Task statement >> Every entry here needs to be repeated exactly.

+++

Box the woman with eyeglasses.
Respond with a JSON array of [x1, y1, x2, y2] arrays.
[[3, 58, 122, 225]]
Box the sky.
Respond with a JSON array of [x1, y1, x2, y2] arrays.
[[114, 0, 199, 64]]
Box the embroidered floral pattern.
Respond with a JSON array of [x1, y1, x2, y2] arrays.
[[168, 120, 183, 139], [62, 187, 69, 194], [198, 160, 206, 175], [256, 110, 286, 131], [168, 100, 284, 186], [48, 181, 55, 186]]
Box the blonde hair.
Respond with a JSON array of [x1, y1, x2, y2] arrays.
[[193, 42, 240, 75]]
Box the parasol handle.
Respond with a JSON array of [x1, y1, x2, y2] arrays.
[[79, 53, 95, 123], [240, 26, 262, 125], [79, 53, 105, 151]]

+++

Response box >>
Box the woman with eyeglasses.
Respond with a JSON array of [x1, y1, x2, y2] arrays.
[[3, 58, 122, 225]]
Box the sky.
Respond with a JSON array of [x1, y1, x2, y2] arrays.
[[114, 0, 199, 64]]
Box the embroidered floral pattern.
Respond with a JSON array of [x1, y1, x2, y2] arrays.
[[168, 120, 183, 139], [62, 187, 69, 194], [198, 160, 206, 175], [256, 110, 286, 131], [168, 100, 284, 186], [48, 181, 55, 186]]
Box the blonde hair.
Respond with a JSON array of [x1, y1, x2, y2] arrays.
[[193, 42, 240, 75]]
Box the parasol handle.
Respond with a JSON array of [x1, y1, x2, y2] arrays.
[[79, 53, 95, 123], [240, 26, 262, 125], [79, 53, 105, 151]]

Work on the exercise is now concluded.